* [Exercise description]
In the records below, reproduce everything from the line containing "task | point to each instance of the fence" down to the line containing "[(151, 202)]", including both lines, without any changes.

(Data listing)
------------------------------------------------
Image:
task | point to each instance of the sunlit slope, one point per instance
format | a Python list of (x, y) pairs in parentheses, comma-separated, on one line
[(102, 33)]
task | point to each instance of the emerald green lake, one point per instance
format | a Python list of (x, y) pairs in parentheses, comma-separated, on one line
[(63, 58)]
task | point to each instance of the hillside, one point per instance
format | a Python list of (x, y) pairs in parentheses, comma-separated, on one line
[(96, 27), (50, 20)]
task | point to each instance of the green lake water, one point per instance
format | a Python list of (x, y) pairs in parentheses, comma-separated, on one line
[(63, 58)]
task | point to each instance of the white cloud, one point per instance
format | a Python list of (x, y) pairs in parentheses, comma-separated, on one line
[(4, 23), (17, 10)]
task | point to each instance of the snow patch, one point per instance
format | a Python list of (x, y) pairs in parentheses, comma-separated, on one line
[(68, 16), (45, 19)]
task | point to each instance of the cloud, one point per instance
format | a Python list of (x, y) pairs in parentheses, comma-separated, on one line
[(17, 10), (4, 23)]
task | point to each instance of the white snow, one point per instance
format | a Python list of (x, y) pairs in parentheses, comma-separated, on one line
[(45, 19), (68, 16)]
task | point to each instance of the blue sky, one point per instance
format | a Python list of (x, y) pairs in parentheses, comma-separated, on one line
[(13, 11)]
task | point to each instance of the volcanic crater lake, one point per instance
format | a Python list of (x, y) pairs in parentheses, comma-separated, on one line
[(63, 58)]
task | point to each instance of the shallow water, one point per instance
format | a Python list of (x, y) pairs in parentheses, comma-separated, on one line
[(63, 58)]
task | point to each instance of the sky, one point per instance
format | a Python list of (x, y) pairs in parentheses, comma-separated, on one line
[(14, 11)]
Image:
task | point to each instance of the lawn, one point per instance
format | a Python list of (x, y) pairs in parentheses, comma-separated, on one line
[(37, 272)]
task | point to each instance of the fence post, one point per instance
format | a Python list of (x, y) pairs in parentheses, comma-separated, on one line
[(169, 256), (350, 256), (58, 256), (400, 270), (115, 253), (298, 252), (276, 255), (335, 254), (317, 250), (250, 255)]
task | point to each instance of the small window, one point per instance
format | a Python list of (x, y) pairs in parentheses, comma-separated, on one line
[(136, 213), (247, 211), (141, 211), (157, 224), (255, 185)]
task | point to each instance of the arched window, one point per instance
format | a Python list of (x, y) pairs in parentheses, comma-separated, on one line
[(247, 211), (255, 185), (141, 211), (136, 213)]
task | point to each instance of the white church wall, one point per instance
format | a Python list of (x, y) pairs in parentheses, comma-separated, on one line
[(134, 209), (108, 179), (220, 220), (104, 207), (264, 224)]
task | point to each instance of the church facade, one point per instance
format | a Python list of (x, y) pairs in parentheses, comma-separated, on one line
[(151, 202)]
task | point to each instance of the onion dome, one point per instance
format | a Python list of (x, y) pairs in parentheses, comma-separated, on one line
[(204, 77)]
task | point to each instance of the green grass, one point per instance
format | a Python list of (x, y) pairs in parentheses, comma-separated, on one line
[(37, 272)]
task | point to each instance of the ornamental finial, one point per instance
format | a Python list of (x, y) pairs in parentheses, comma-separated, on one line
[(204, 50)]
------------------------------------------------
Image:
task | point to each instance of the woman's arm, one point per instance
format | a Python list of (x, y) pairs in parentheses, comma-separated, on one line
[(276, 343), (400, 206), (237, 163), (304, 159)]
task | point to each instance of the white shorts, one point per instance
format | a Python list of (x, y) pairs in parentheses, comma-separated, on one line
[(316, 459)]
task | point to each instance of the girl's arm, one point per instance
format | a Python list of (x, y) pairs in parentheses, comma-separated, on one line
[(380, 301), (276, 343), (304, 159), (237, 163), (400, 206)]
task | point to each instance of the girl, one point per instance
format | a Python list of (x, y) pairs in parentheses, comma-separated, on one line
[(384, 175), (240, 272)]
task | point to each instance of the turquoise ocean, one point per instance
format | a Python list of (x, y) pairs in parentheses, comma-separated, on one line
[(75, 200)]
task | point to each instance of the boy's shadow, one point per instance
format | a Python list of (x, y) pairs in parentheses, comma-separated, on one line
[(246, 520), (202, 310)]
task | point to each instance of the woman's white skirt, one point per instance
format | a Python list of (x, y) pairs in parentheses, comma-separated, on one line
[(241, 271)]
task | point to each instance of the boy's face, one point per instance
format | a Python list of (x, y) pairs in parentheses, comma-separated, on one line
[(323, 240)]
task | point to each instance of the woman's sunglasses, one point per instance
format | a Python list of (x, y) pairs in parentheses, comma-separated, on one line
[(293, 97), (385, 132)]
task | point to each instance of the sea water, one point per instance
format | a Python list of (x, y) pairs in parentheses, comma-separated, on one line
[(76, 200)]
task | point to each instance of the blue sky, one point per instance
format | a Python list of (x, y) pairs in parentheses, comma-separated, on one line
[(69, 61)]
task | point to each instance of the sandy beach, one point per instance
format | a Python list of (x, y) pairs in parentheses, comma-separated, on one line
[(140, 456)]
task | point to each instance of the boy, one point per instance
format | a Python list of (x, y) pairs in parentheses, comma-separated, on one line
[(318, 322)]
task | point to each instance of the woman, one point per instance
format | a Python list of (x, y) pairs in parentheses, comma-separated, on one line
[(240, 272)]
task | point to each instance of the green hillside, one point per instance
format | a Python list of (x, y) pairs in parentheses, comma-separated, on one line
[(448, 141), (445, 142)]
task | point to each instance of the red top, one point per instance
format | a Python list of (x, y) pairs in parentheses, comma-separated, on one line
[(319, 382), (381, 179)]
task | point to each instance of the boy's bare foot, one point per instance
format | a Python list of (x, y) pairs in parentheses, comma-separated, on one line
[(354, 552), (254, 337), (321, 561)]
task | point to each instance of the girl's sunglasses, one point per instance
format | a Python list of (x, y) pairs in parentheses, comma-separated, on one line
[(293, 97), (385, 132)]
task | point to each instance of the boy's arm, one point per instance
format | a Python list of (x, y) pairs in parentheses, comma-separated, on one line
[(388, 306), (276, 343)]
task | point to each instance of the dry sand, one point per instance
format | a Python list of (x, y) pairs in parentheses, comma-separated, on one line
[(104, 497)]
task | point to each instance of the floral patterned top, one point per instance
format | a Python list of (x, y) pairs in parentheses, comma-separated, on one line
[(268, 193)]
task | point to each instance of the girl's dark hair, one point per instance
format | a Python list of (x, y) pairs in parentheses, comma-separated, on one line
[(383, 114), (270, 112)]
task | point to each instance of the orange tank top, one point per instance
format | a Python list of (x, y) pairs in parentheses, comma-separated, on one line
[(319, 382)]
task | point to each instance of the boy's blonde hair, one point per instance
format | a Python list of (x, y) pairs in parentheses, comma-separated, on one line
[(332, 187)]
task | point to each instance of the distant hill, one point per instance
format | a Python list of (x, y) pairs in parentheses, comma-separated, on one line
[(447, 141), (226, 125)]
------------------------------------------------
* [Result below]
task | point to each instance of the fence post, one point per instance
format | a Python list of (x, y) pairs in parentheses, comma-separated, on one line
[(169, 256), (350, 256), (58, 256), (400, 270), (115, 253), (298, 252), (276, 255), (335, 254), (317, 250), (250, 255)]
task | point to each instance of the small window, one point per instance
format | a Python list of (x, y) pairs in parentheses, comma-separated, on one line
[(136, 213), (247, 211), (141, 211), (157, 224), (255, 185)]
task | point to each instance of the arched window, one point per instance
format | a Python list of (x, y) pairs in parentheses, comma-separated, on one line
[(247, 211), (255, 185), (141, 211), (136, 213)]
task | point to each instance of the white church wall, one point per instance
format | a Python list of (x, y) pairs in parentheses, comma-separated, on one line
[(134, 209), (108, 179), (220, 220), (104, 207), (264, 224)]
task | point to each instance of the church facade, one point per instance
format | a Python list of (x, y) pairs in parentheses, comma-separated, on one line
[(151, 202)]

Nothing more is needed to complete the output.